— Start of TASK INPUTS —

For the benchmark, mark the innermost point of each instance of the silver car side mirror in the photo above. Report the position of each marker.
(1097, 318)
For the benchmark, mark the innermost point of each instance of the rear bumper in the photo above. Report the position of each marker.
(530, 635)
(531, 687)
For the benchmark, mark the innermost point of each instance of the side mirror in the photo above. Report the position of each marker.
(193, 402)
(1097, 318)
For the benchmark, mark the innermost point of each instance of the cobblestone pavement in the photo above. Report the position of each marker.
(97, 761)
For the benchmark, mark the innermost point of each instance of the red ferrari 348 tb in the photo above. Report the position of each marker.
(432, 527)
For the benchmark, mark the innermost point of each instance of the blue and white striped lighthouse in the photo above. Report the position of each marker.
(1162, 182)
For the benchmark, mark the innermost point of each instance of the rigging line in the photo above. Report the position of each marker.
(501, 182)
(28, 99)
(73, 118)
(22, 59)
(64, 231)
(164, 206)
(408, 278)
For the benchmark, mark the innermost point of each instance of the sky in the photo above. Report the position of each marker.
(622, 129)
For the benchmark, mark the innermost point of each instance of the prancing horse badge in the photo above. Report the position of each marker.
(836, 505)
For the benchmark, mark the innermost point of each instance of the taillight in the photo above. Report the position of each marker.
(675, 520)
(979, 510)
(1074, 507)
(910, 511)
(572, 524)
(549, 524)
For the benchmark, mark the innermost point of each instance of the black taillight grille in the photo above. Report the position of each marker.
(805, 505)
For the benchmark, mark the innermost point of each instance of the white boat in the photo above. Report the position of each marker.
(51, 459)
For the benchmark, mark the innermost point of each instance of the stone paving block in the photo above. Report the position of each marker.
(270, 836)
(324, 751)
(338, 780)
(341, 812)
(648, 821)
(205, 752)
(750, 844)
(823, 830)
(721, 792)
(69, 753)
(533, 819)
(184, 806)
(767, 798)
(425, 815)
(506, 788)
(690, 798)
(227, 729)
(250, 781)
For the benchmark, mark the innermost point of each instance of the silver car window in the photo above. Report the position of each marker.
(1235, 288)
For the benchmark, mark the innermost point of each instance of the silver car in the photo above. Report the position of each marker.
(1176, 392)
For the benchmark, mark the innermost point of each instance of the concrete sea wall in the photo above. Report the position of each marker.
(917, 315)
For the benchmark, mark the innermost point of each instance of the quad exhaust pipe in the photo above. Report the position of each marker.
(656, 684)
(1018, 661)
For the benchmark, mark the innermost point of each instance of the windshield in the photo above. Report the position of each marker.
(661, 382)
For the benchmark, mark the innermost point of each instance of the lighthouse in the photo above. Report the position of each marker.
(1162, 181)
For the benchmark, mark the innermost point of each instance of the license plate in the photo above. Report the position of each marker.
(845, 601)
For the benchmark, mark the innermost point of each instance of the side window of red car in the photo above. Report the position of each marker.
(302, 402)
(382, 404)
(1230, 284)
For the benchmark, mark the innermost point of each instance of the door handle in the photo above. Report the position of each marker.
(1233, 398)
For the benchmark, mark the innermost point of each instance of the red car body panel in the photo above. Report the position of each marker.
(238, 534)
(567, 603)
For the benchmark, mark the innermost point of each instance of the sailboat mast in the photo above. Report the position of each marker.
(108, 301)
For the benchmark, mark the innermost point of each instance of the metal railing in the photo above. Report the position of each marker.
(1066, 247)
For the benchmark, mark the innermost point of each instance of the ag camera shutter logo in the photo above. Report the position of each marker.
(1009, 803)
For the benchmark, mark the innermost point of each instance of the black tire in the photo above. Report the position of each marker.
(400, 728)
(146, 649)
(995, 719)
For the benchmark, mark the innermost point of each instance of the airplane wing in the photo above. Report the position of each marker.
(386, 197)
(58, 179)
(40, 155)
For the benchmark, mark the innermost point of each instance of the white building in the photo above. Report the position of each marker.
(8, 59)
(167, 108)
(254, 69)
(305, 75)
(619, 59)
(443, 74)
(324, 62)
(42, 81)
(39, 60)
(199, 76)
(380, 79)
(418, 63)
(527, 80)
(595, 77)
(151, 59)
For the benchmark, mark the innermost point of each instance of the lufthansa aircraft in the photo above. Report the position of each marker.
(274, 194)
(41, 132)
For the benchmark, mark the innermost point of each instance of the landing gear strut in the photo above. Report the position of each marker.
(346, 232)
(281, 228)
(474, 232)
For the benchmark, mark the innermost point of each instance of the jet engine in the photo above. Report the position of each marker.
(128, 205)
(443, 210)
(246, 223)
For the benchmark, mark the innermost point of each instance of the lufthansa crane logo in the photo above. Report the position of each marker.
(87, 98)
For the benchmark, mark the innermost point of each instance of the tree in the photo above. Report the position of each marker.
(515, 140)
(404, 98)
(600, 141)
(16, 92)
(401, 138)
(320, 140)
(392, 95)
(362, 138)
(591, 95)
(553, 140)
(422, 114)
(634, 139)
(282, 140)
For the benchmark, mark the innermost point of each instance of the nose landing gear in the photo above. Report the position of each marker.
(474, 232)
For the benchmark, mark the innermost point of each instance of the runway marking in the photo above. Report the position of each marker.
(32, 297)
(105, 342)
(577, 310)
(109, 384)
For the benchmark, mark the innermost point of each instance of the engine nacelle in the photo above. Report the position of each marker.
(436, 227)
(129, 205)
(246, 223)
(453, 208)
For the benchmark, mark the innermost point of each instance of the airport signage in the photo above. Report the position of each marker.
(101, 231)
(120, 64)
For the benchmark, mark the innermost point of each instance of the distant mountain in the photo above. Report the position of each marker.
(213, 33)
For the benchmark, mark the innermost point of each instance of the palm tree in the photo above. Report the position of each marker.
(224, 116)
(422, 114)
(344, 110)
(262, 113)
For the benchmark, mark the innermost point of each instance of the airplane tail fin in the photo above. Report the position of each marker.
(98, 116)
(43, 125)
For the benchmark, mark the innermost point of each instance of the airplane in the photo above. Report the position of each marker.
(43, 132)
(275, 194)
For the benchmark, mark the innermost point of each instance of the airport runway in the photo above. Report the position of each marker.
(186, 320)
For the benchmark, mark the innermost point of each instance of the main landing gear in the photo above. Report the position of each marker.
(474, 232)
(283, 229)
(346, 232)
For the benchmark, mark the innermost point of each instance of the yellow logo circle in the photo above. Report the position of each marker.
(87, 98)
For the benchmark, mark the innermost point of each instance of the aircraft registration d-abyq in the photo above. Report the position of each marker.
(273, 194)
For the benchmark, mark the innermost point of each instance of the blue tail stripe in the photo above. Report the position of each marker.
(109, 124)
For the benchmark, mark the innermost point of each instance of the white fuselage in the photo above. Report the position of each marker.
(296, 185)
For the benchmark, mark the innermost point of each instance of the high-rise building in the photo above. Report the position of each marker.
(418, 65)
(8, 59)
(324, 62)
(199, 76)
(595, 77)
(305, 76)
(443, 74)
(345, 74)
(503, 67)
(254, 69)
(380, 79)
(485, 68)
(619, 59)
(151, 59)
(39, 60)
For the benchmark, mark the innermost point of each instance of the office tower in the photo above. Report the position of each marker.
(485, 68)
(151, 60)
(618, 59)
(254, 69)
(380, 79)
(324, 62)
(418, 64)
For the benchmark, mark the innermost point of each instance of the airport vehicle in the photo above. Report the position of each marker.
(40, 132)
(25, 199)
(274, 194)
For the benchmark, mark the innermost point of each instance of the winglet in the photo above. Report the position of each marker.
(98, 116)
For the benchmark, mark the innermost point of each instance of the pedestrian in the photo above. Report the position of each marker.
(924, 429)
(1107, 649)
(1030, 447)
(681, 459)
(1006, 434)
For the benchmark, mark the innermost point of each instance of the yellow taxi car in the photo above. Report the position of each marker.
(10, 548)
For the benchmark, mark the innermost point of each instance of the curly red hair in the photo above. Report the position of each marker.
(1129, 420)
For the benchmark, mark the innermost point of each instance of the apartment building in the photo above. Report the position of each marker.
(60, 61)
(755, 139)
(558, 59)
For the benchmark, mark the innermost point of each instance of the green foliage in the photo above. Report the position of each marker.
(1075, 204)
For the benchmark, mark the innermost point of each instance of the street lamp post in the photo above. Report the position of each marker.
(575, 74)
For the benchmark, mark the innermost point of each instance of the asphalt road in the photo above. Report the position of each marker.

— End of TASK INPUTS —

▶ PROBLEM DESCRIPTION
Write out again the part of the listing that opens with the line containing "of the pedestrian" and runs through the end of the listing, including the requests. Scale every point coordinate in the answers by 2.6 and round each to a whole number, with halves rounded up.

▶ FINISHED ANSWER
For the benchmark, mark the innermost point of each instance of the pedestrian in the photo above. Report the position of each marker.
(2402, 1115)
(2878, 1687)
(2678, 1162)
(1771, 1193)
(2616, 1128)
For the benchmark, mark the innermost point of each instance of the yellow taxi car in the photo above. Report the position of each marker.
(26, 1425)
For the benchmark, mark the innermost point of each instance of the curly red hair in the photo above. Report the position of each marker.
(2935, 1092)
For the benchmark, mark the innermost point of each instance of the apartment building in the photo above. Report the position of each marker.
(156, 159)
(1963, 361)
(1451, 153)
For the benchmark, mark the innermost point of each instance of the green foliage in the photo above. Report the position of each marker.
(2795, 530)
For the benchmark, mark the innermost point of each instance of the street lamp post in the photo above. Report the position of each marker.
(1495, 192)
For the benchmark, mark the innermost point of each instance of the asphalt road in the photo above. Report the position of each marker.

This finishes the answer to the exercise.